Estratto del documento
+ + + + +
Da pochi giorni su Netflix si può vedere il film storico Maria Regina di Scozia che celebra la dualità tra la scozzese Maria Stuarda, divenuta regina di Francia appena sedicenne ed Elisabetta I, regina di Inghilterra: due regnanti donne che si contendono il regno di Scozia, ma pure quello della medesima Inghilterra. In un mondo ed un’epoca dominati più che mai dagli uomini, Maria Regina di Scozia celebra il destino di due cugine rivali che si ammirano, ma che non possono evitare la sfida che porterà una di loro a soccombere.
Rivalità tra regine … e tra star del cinema
Lo storico dualismo/rivalità tra regine che caratterizzò e influenzò i destini di un regno retto da Elisabetta I, figlia di Enrico VIII, e rese la vita di Maria Stuarda, regina di Scozia (1542/1567) e poi regina consorte di Francia (1559/1560), un vero e proprio drammatico e concitato romanzo esistenziale, è sempre stato veicolo irrinunciabile per celebrare la bravura delle due attrici e star chiamate a trasporre questi due personaggi sullo schermo.
Ad interpretare la Stuarda fu scelta, nel lontano 1936, Katharine Hepburn, nel film Maria di Scozia, mentre Bette Davis fu Elisabetta nel 1939 nella versione dal titolo Il conte di Essex.
Più di recente, risulta impossibile non ricordare (per chi l’ha visto) il dualismo sopraffino rappresentato nel 1971, in Maria Stuarda Regina di Scozia, dalla presenza di Vanessa Redgrave (Maria) e Glenda Jackson (Elisabetta), per la regia del non troppo noto ed eccelso, ma professionale Charles Jarrott.
Dopo attrici di tale rango, nonostante il trascorrere dei decenni, è probabile che non si sentisse una esigenza davvero impellente di una nuova, aggiornata, riveduta ed adeguatamente (o spudoratamente) corretta trasposizione della nota contesa storica che divise due stati all’interno di uno stesso paese geografico.
Forse, nei progetti di chi ha portato avanti la produzione, si avvertiva la voglia di dare la possibilità a due giovani star da qualche anno già apprezzate e premiate, di confrontarsi con due ruoli inevitabilmente stuzzicanti e irrinunciabili.
La versione di Josie Rourke, regista teatrale al suo esordio nel lungometraggio, appare sontuosa, forte di riprese e vedute aeree suggestive, di costumi sgargianti, trucco e parrucco perfetti ed in grado di rendere la prova delle due artiste impegnate nei rispettivi ruoli, di fatto, una interpretazione di tutto rispetto.
Attrici, dive e regine
Saoirse Ronan non sbaglia o quasi una parte, all’interno di una carriera da anni ormai impeccabile. Ed appare qui tenace e temeraria come da necessità di ruolo, oltre che assai credibile nel tradurre l’irresistibile brama di potere che rende una donna, esile ed apparentemente debole, una furia in grado di far tremare una intera corte, ed il suo trono vacillante e messo più volte in discussione, anche da problematiche oggettive legate all’ereditarietà del titolo.
+ + + + +
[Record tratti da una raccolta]

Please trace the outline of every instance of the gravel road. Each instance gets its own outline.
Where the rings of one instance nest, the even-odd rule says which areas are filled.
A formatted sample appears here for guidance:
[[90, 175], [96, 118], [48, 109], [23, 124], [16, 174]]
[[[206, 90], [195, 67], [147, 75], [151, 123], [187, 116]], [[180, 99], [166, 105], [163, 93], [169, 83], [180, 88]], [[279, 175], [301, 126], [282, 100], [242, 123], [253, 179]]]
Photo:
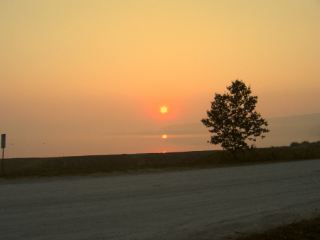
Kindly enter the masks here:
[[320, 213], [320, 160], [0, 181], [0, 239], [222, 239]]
+ + + + +
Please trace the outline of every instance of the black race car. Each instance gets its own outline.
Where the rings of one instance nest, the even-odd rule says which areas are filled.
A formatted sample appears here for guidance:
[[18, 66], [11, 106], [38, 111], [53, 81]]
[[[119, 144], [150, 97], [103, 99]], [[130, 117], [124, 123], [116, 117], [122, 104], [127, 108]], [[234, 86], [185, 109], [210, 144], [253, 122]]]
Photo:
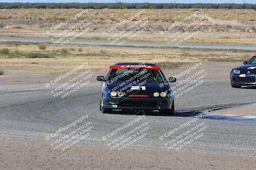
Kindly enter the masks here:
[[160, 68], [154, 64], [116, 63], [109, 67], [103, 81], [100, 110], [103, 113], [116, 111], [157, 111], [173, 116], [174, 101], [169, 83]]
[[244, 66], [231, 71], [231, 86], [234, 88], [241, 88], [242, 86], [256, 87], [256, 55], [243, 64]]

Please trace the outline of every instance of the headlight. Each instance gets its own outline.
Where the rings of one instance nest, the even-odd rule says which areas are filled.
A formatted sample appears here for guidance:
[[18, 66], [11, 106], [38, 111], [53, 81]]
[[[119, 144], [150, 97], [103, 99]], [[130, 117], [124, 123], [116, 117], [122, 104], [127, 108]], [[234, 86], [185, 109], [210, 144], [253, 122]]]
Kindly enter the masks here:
+ + + + +
Compiti da svolgere
**a)** Cita alla lettera le righe dell'elenco, dalla riga che contiene "Please trace the outline of every instance of the black" fino alla riga che contiene "55], [243, 64]]", compresa. Escludi le immagini dalla risposta.
**b)** Prosegui l'articolo sul film Maria Regina di Scozia, riprendendo subito dopo la sua ultima frase.
L'articolo sul film Maria Regina di Scozia e l'elenco hanno origini diverse.

Risposte fornite
**a)**
Please trace the outline of every instance of the black race car. Each instance gets its own outline.
Where the rings of one instance nest, the even-odd rule says which areas are filled.
A formatted sample appears here for guidance:
[[18, 66], [11, 106], [38, 111], [53, 81]]
[[[119, 144], [150, 97], [103, 99]], [[130, 117], [124, 123], [116, 117], [122, 104], [127, 108]], [[234, 86], [185, 109], [210, 144], [253, 122]]]
Photo:
Kindly enter the masks here:
[[160, 68], [154, 64], [116, 63], [109, 67], [103, 81], [100, 110], [103, 113], [116, 111], [157, 111], [173, 116], [174, 101], [169, 83]]
[[244, 66], [231, 71], [231, 86], [234, 88], [241, 88], [242, 86], [256, 87], [256, 55], [243, 64]]

**b)**
Da canto suo, Margot Robbie, attrice altrove sempre bellissima, ma che qui si fatica a riconoscere con quel naso aquilino devastante, che tuttavia appare verosimile, tiene testa alla collega con una tenacia che rende quasi tattile la rivalità testimoniata dai libri di storia attorno alle due eredi al trono e cugine.
Per il resto il filmone un po’ laccato, da qualche giorno visibile su Netflix, si districa tra scelte di cast un po’ avventate o coraggiose (il famoso paggio di Maria, dato per italiano d’origine, è interpretato da un attore sfacciatamente latino-americano, per non parlare dei consiglieri di colore), capigliature (soprattutto maschili) un po’ troppo alla moda (attuale), episodi di fantasia messi in mostra come segreti e di fatto frutto di fantasie mai comprovate.
Tutti elementi contribuiscono a rendere l’operazione un esemplare caso di prodotto commerciale, pensato per accontentare le platee, più che gli esperti o appassionati di storia.
Il sopraggiungere in sala, ormai alcuni anni orsono, di Maria Regina di Scozia, avvenne non certo a caso in concomitanza con un altro film in costume, come fu La Favorita del celebrato regista greco Yorgos Lanthimos (ben superiore al presente sotto ogni punto di vista), ambientato, quest’ultimo, in un periodo successivo, ma non lontanissimo rispetto alla vicenda di Maria Stuarda.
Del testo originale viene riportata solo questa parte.